Stored entries.
******************************

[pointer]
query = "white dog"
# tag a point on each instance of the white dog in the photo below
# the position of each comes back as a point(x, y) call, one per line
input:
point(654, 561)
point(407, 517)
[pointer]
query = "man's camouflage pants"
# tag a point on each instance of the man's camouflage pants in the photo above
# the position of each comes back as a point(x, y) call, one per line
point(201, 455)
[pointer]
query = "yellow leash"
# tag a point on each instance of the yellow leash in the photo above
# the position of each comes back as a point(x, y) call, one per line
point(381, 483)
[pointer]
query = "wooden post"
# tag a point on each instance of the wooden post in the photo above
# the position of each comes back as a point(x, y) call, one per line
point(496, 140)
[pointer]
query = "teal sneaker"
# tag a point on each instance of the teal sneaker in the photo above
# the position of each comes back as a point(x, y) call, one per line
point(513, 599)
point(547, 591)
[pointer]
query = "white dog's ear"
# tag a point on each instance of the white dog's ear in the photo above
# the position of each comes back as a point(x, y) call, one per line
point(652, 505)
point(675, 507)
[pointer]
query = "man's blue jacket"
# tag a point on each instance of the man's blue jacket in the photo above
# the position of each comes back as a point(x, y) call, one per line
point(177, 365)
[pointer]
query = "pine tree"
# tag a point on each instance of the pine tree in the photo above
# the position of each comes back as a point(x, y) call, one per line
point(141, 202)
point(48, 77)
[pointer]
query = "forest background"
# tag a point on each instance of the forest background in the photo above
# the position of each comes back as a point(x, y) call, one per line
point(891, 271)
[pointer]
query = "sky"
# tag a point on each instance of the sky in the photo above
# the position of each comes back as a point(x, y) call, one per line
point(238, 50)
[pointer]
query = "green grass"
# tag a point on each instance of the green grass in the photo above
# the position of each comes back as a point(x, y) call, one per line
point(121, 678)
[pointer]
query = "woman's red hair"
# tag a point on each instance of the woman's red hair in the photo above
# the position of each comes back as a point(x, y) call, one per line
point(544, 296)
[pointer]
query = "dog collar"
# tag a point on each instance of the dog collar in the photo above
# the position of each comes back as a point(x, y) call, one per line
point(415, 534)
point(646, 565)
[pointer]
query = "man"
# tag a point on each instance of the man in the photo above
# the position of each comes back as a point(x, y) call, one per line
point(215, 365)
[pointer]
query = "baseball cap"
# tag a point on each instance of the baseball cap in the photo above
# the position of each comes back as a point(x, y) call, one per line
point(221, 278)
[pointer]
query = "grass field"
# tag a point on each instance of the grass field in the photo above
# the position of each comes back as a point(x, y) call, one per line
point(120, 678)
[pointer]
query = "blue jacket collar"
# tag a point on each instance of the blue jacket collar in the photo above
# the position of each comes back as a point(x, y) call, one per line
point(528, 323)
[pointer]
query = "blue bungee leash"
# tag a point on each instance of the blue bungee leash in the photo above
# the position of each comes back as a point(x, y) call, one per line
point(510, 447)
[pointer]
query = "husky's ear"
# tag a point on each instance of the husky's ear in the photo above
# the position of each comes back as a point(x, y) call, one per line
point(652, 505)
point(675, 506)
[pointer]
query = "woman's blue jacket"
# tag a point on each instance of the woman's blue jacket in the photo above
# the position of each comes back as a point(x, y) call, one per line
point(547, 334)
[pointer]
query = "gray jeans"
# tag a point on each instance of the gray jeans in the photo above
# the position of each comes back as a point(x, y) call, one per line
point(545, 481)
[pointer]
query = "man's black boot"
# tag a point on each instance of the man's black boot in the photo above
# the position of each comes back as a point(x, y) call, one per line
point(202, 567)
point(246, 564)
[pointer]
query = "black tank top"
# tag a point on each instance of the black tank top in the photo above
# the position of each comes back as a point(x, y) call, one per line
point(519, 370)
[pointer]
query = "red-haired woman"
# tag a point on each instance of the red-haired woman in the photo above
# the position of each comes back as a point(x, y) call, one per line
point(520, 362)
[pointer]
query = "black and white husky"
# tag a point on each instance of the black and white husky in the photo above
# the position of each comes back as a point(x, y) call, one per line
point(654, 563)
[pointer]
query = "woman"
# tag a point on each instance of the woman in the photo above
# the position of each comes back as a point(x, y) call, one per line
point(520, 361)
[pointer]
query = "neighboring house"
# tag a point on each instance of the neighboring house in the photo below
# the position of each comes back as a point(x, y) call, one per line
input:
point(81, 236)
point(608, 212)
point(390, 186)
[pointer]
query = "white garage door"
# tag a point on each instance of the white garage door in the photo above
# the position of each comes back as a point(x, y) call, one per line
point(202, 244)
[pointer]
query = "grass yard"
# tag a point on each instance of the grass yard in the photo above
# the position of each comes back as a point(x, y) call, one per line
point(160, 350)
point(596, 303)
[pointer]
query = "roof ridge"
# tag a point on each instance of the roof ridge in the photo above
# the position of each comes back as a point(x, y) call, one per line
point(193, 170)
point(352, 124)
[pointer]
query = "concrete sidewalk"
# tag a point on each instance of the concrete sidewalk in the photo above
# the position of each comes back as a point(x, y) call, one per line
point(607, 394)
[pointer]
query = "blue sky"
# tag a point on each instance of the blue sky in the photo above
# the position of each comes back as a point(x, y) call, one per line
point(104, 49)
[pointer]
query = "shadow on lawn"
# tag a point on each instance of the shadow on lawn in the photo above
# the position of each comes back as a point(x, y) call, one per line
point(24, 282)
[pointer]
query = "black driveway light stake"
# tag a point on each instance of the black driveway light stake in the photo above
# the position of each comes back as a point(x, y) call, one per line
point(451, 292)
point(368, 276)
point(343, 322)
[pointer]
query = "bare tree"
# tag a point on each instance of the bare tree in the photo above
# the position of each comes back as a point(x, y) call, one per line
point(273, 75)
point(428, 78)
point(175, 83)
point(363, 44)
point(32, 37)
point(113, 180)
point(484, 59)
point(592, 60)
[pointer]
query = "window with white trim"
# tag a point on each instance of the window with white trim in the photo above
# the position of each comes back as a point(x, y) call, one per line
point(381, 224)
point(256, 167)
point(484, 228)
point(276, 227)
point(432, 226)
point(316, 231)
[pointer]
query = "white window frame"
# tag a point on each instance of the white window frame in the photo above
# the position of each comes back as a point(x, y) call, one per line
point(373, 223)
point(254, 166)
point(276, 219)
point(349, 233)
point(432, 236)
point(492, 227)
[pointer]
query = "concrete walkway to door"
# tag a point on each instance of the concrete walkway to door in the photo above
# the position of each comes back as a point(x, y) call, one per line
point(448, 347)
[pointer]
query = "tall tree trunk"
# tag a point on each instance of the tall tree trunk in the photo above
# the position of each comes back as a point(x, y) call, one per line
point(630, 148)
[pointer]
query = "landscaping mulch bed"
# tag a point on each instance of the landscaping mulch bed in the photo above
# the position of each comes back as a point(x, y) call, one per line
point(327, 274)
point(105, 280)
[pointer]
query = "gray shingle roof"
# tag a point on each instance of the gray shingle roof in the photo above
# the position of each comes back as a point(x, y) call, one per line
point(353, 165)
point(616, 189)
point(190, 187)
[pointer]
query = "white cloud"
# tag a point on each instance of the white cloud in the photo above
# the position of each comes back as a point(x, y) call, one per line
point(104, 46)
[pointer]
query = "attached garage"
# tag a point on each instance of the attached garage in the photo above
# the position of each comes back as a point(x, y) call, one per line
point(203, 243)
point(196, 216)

******************************

Pick out every line of the stored entries above that contains the word "jeans", and copy each one in full. Case counts.

query = "gray jeans"
# tag a point on each instance of the gray jeans in the photo above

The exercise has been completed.